#### Page text:
........

VDP timings

By pitpan

Prophet (3152)

pitpan's picture

22-06-2003, 17:34

Hi!

I want to know if you can improve this copy routine from RAM to VRAM made for MSX1 (that's it TMS9918 and compatibles). My goal is speed as well as flexibility

; Parameters:
; HL: source address (RAM)
; DE: destiny address (VRAM)
; B: number of 8 byte blocks to be copied
RAM2VRAM:
ld a,e
di
out (99h),a
ld a,d
or a,40h
out (99h),a
ei
ld c,98h
LOOP:
ld d,b
outi
outi
outi
outi
outi
outi
outi
outi
ld b,d
djnz LOOP
ret

It's really easy and quite useful. It's goal is to copy in a flexible-enough routine the maximum of data during V-Blank.
The main loop is 4x2+16x8+13x1=149 T-states long. So it takes 149 T-states to copy a full 8-byte block and restart the loop.
The v-blank period is 4300 microsecs long (at 60 Hz). So, making some numbers, the maximum 8-byte blocks that can be copied using this routine, if my timings and calculations are right, is 103. Getting round numbers, let's say 100 because of the overhead of the begining of the routine. That is only 100x8=800 bytes of data copied from RAM to VRAM.
Any other interesting idea? I know that this routine is fast enough to copy a whole NAME TABLE in graphic mode I or II (screen 1 or screen 2). It's not a very high bandwith.

Any suggestions?

Kind regards,

Edu R.

Login or register to post comments

By pitpan

Prophet (3152)

pitpan's picture

22-06-2003, 19:51

WYZ suggested in HispaMSX mailing list the following modification:

; Parameters:
; HL: source address (RAM)
; DE: destiny address (VRAM)
; B: number of 8 byte blocks to be copied
RAM2VRAM:
ld a,e
di
out (99h),a
ld a,d
or a,40h
out (99h),a
ei
ld c,98h
LOOP:
ld d,b
outi ; now only 7xOUTI
outi
outi
outi
outi
outi
outi
ld b,d
outi
jp nz,LOOP ; faster, takes 10T
ret

So now the main loop takes 146 T-states. Correct me if I am wrong. My doc about opcode timings is not very good. 105 8-byte blocks can be copied this way during v-blank period (840 bytes).

By Grauw

Ascended (10578)

Grauw's picture

22-06-2003, 21:58

; Parameters:
; HL: source address (RAM)
; DE: destiny address (VRAM)

........

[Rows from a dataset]
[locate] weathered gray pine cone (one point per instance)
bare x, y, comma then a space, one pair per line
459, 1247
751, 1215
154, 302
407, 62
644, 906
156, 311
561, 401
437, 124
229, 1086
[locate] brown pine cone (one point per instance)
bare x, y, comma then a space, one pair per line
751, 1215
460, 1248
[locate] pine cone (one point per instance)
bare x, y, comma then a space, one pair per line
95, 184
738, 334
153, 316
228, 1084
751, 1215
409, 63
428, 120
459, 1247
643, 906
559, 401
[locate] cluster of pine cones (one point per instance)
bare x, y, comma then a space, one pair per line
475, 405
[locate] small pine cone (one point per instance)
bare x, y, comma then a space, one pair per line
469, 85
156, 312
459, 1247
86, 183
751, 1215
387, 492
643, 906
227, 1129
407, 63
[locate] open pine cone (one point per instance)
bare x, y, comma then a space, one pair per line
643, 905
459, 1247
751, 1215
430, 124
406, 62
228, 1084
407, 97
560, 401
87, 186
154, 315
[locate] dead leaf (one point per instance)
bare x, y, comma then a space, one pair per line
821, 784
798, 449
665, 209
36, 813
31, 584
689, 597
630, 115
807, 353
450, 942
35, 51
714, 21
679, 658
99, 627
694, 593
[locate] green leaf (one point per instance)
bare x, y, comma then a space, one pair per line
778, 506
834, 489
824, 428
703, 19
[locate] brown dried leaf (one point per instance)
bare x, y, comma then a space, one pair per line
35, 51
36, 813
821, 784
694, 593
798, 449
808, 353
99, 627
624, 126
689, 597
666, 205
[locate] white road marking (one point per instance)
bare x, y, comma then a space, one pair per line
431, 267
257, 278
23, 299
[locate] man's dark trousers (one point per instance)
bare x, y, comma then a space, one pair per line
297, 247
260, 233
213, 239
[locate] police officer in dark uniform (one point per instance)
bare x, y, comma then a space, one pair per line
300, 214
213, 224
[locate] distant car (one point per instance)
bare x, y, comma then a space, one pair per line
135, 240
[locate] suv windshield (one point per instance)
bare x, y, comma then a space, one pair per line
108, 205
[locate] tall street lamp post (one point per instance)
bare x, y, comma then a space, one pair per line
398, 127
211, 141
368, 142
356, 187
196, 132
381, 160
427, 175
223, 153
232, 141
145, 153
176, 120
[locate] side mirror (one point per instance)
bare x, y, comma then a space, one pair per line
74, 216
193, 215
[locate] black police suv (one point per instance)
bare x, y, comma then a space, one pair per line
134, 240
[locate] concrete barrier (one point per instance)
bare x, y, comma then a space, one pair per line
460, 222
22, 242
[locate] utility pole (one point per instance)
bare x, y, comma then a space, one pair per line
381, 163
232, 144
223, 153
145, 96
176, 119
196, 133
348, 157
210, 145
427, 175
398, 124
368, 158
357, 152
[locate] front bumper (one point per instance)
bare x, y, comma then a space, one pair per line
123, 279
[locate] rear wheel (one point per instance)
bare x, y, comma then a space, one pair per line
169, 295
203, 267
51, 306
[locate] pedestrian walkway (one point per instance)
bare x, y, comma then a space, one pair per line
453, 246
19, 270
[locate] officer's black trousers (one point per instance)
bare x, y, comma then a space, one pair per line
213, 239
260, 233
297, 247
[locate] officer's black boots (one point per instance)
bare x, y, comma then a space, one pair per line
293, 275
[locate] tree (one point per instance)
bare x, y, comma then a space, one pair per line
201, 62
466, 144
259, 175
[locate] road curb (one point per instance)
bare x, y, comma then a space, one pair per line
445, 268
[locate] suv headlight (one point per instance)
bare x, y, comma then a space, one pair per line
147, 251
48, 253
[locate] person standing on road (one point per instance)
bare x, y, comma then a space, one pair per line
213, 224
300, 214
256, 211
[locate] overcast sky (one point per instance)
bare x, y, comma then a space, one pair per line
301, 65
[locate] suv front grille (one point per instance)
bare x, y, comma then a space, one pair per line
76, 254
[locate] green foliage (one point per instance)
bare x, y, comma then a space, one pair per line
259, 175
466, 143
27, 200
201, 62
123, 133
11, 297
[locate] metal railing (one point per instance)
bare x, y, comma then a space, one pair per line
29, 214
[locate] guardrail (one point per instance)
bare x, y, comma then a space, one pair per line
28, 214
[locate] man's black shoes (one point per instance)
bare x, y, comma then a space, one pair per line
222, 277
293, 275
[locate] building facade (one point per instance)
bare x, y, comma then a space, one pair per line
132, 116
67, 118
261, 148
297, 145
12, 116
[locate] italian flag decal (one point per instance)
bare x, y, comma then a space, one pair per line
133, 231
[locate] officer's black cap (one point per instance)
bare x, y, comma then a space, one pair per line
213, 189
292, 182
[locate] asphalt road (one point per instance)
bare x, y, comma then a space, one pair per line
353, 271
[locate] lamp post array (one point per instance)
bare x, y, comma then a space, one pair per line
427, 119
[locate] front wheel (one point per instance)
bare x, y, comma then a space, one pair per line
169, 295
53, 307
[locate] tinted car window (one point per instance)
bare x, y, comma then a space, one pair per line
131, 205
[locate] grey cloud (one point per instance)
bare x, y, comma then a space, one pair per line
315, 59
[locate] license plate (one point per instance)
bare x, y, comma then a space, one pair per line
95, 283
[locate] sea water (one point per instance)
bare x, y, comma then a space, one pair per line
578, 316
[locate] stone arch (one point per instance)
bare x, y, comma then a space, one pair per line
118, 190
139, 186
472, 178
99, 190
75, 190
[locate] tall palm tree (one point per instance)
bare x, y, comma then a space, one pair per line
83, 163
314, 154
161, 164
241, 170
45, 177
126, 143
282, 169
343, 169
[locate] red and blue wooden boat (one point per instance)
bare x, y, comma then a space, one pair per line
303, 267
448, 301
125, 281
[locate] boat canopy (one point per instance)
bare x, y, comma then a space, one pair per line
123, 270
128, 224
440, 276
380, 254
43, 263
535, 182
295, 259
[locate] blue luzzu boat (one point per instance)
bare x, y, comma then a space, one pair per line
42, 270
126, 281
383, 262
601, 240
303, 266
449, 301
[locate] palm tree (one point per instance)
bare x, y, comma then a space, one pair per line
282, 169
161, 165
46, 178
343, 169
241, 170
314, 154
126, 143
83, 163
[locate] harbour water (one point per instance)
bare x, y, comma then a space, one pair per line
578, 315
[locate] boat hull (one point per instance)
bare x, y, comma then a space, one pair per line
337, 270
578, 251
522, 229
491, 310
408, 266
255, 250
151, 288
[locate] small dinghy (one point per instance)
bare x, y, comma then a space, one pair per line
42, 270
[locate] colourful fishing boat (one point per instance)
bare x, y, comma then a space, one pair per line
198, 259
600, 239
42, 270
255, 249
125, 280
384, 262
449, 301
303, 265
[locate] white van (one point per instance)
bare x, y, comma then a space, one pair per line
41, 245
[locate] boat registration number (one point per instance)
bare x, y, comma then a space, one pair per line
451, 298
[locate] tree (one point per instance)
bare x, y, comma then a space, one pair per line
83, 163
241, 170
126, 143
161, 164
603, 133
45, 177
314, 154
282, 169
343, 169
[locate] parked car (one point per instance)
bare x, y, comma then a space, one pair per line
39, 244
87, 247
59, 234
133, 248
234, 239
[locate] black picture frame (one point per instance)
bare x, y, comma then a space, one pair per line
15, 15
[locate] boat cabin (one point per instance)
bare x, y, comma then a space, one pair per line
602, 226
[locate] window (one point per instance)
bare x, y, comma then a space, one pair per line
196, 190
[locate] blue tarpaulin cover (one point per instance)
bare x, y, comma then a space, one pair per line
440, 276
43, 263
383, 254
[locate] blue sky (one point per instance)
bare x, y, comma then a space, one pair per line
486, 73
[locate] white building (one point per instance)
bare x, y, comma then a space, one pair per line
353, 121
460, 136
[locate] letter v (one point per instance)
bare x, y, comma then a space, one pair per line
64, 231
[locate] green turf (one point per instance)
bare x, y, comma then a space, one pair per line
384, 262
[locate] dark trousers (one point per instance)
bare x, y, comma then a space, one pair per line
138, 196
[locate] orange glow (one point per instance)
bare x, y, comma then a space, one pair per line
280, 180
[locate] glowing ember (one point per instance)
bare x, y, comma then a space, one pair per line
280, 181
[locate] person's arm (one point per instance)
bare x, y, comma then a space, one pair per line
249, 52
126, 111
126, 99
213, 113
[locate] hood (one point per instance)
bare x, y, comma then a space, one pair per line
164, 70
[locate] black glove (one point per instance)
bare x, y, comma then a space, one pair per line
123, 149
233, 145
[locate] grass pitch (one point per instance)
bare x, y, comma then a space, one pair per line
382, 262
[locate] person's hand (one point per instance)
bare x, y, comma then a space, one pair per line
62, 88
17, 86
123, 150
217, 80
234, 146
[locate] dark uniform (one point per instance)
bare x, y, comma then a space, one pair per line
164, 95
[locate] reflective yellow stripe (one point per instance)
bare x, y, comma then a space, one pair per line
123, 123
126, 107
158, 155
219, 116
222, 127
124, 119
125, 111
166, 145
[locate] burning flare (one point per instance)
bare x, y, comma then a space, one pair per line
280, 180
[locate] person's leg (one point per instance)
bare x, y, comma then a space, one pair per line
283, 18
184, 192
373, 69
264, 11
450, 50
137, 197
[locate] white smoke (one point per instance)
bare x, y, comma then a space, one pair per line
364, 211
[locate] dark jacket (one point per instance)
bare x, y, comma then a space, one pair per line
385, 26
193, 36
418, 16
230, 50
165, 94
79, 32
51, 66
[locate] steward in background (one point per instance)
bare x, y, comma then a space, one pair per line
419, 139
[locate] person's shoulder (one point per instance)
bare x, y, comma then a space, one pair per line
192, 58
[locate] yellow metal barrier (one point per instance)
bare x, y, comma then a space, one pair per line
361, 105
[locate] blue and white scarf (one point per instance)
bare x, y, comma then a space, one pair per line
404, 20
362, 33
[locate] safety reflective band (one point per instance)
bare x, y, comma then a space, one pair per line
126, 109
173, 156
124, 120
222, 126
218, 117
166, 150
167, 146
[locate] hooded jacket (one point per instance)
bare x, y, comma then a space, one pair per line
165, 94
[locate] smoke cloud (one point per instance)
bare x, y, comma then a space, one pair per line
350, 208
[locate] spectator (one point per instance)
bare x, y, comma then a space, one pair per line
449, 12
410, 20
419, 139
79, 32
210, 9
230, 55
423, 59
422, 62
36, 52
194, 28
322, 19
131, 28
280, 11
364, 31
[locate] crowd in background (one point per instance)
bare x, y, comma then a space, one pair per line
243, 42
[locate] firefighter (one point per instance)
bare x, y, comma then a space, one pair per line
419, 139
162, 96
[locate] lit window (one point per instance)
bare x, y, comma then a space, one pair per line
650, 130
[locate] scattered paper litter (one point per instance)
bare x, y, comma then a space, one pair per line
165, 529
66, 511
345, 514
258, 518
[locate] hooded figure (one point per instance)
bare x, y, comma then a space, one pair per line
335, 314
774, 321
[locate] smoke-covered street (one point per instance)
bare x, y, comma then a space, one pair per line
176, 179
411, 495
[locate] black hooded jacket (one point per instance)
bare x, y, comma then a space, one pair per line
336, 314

........

#### Requirements:
1. Answer these questions from the VDP timings thread:
(a) According to the first post, how long is the v-blank period at 60 Hz?
(b) Where did WYZ suggest the modification to the routine?
(c) How many T-states does the main loop take after that modification?
2. From the VDP timings thread, copy everything from "The v-blank period" down to "RAM to VRAM.".
3. Carry on the VDP timings forum thread from the point where it stops.

#### Answers for this exercise:
1.
(a) 4300 microsecs
(b) In the HispaMSX mailing list
(c) 146 T-states

2.
The v-blank period is 4300 microsecs long (at 60 Hz). So, making some numbers, the maximum 8-byte blocks that can be copied using this routine, if my timings and calculations are right, is 103. Getting round numbers, let's say 100 because of the overhead of the begining of the routine. That is only 100x8=800 bytes of data copied from RAM to VRAM.

3.
; BC: number bytes to be copied
RAM2VRAM:
ld a,e
di
out (99h),a
ld a,d
or a,40h
ei
out (99h),a

dec bc ;Number of loops is in BC
inc c ;Calculate 'fast loop' value
inc b
ld a,c
neg ;Jump value inside outi array
and 16-1
add a,a
ld (SelfM+1),a
ld a,b
ld b,c
ld c,98h
SelfM:
jr $
Loop:
REPEAT 16
outi
ENDR
jp nz,Loop
dec a
jp nz,Loop
ret

With this you can copy any number of bytes from the RAM to the VRAM. Only the first loop takes some additional calculation time, but the rest of the iterations are very fast. Also, the loop can be easily unrolled more by replacing both 16's with for example 32, and that will make it even a bit faster.

Check out http://map.tni.nl/?p=articles/fast_loops.html

~Grauw

By pitpan

Prophet (3152)

pitpan's picture

22-06-2003, 23:06

...The problem is that I do need to deal with 8 byte precission, not more, not less.
Anyway, the basic idea of using a serie of OUTIs and not OUTIR was taken from your excelent article about fast-loops in MAP, as you pointed.

Kind regards,

Ed Robsy

By NYYRIKKI

Enlighted (5918)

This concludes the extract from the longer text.